_Problems and tasks_.
• a. Answer these questions about the Libraries & Public Datasets page, one answer per line marked (i), (ii), (iii):
(i) How long does the page say it takes to read?
(ii) What does the metadata entry in an HDF5 library hold?
(iii) Which path is assigned to out_path in the code?
• b. Reproduce the passage of the Libraries & Public Datasets page that runs from "Questions this page" up to and including "FoodSpectrumSet → HDF5 work?".

_Document text_.
▬▬▬▬▬▬▬▬▬▬
Skip to content

Libraries & Public Datasets

Who needs this? Users converting raw spectral files to FoodSpec's HDF5 format; researchers accessing public datasets. What problem does this solve? Understanding FoodSpec's data storage format and how to create/load spectral libraries. When to use this? When you have raw spectral data (CSV/TXT files) and need to create a reusable library for workflows. Why it matters? Proper data organization in HDF5 format enables reproducible analysis, faster loading, and metadata tracking. Time to complete: 10 minutes to read; library creation takes seconds to minutes depending on dataset size. Prerequisites: Raw spectral data files; FoodSpec installed; basic understanding of data formats


Questions this page answers - What is stored in a FoodSpec HDF5 library? - How do I build/load libraries? - Which public datasets are used in the protocol? - How does CSV → FoodSpectrumSet → HDF5 work?

What is stored in an HDF5 library?

  • x: spectra matrix (n_samples × n_wavenumbers)
  • wavenumbers: shared axis (cm⁻¹)
  • metadata: one row per sample (labels, acquisition info)
  • modality: Raman / FTIR / NIR tag
  • provenance: basic version/timestamp metadata

Building and loading libraries

from pathlib import Path
from foodspec.io import create_library
from foodspec import load_library

input_folder = Path("data/oils_raw")
out_path = Path("libraries/oils_raman.h5")
▬▬▬▬▬▬▬▬▬▬
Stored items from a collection
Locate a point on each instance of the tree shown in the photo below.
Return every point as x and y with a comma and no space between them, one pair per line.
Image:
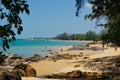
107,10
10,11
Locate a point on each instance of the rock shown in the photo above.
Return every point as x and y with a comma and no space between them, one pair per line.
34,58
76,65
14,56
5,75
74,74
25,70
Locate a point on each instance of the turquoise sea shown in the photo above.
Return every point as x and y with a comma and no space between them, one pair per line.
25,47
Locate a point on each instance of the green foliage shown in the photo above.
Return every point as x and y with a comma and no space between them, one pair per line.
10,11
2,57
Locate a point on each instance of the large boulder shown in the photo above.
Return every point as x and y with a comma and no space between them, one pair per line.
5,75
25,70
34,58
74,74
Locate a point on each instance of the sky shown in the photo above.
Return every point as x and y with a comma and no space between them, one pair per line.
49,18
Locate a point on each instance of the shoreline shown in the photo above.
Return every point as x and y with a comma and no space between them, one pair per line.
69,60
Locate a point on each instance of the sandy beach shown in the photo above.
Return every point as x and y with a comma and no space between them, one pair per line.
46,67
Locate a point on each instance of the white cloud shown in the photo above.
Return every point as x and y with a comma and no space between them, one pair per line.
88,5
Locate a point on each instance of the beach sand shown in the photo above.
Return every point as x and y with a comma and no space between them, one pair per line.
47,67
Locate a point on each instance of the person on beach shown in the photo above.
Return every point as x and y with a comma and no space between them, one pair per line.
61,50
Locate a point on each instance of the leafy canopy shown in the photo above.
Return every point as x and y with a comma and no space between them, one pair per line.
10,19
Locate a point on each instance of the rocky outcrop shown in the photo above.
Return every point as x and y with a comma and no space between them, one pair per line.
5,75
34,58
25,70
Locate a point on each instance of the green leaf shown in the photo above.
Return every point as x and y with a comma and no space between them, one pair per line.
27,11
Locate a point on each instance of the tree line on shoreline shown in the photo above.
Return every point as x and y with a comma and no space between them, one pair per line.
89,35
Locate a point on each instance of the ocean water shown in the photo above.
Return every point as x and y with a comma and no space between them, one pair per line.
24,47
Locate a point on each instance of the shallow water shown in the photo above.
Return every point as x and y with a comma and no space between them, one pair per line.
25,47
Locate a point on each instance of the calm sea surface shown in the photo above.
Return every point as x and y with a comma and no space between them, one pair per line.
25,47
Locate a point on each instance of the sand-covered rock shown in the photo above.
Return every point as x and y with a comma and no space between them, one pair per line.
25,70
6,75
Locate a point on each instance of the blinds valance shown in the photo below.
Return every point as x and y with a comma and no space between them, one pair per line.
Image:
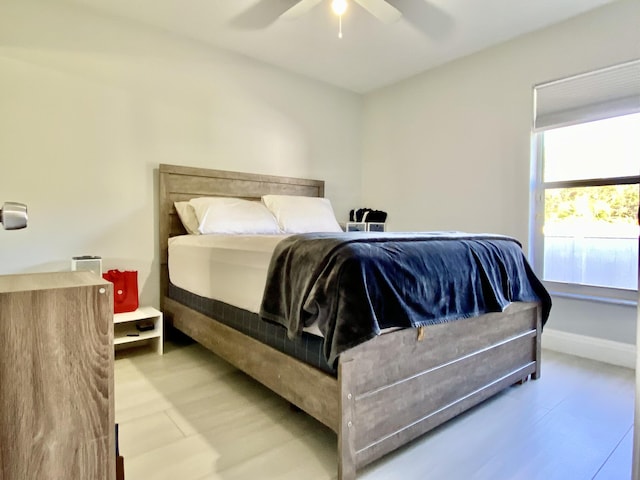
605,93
▬▬▬▬▬▬▬▬▬▬
_Final answers_.
• a.
(i) 10 minutes.
(ii) One row per sample, with labels and acquisition info.
(iii) "libraries/oils_raman.h5"

• b.
Questions this page answers - What is stored in a FoodSpec HDF5 library? - How do I build/load libraries? - Which public datasets are used in the protocol? - How does CSV → FoodSpectrumSet → HDF5 work?